━━━ THE INPUT ━━━
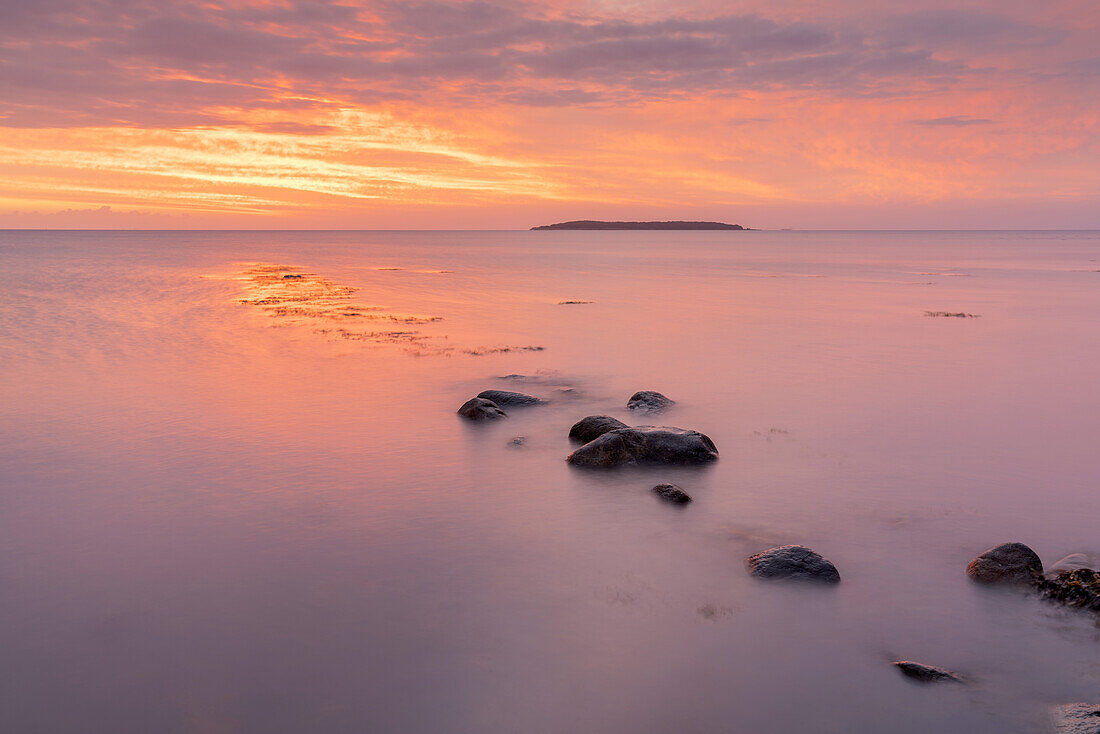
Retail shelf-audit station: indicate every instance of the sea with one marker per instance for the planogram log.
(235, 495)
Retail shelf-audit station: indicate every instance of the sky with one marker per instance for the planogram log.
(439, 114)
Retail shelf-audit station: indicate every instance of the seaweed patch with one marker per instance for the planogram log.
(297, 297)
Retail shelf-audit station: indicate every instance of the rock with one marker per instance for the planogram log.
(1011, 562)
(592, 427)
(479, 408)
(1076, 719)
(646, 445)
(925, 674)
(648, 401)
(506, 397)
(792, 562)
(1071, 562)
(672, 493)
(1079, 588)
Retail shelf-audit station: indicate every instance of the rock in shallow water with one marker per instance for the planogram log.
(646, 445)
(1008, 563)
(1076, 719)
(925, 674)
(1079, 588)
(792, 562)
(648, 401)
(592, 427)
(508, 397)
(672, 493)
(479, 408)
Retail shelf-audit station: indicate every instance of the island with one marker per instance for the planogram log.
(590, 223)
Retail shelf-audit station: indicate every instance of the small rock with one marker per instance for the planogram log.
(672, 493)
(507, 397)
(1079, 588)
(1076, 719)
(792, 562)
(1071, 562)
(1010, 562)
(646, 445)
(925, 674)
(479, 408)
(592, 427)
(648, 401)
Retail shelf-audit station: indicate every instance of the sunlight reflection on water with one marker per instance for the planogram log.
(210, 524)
━━━
━━━ THE INPUT ━━━
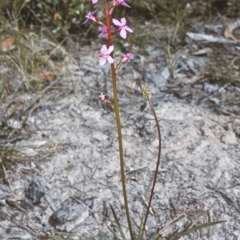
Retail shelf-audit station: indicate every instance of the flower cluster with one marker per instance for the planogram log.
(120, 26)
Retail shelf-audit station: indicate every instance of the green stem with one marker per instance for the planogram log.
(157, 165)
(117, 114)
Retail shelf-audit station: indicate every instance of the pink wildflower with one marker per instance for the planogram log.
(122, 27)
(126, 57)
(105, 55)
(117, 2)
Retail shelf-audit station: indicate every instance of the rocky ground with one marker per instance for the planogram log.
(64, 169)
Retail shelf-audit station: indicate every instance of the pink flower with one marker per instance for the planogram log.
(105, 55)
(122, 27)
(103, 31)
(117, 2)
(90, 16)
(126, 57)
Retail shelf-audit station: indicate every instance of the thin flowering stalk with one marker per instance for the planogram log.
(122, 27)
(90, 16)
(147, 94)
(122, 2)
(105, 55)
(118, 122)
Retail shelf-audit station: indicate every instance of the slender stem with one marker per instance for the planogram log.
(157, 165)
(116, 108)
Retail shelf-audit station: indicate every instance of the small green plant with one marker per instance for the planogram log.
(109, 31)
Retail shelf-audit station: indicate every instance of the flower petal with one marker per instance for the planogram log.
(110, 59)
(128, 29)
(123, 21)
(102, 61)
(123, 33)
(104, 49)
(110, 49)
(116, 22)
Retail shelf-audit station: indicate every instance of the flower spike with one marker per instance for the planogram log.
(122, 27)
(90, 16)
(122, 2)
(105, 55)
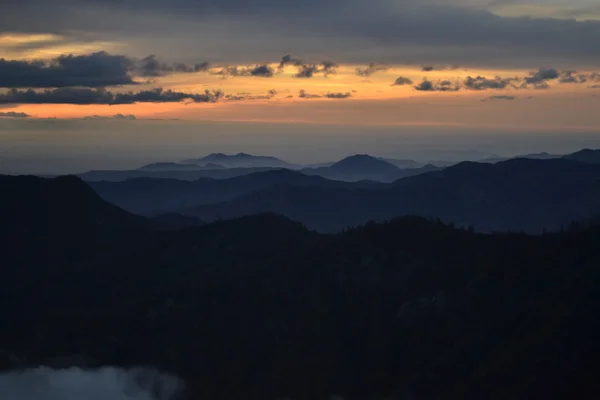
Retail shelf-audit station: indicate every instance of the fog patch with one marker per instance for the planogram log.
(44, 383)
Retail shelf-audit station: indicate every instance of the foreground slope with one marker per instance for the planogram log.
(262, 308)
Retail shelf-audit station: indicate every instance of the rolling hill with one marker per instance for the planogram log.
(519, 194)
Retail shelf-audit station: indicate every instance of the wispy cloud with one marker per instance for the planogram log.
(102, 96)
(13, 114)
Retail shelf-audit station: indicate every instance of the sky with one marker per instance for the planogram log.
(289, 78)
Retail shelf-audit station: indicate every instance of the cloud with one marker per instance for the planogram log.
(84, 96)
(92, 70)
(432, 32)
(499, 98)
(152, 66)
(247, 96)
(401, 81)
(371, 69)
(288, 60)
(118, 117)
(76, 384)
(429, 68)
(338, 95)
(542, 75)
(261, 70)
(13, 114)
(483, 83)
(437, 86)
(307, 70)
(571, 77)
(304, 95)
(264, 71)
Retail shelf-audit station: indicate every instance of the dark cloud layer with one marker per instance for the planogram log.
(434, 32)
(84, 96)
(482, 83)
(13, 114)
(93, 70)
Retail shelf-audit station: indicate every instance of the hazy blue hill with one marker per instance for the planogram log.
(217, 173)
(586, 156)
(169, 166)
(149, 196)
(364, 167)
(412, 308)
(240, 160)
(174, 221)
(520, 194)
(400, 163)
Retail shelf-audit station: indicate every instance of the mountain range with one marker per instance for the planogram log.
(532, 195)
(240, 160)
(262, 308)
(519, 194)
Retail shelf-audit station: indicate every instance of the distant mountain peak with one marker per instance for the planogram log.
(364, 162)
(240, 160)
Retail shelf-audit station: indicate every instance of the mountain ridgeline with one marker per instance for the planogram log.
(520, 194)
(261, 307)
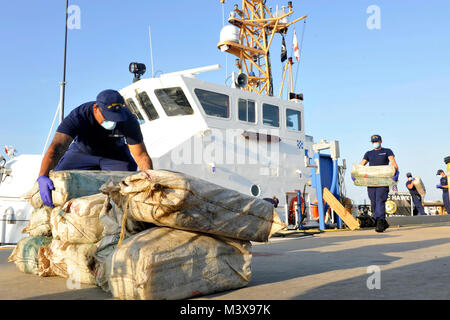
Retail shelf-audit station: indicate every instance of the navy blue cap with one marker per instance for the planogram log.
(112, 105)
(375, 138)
━━━
[THE PROBLEM] Count the lines of the data above that contain the word "hill" and reply with the number alone.

[OUTPUT BELOW] 2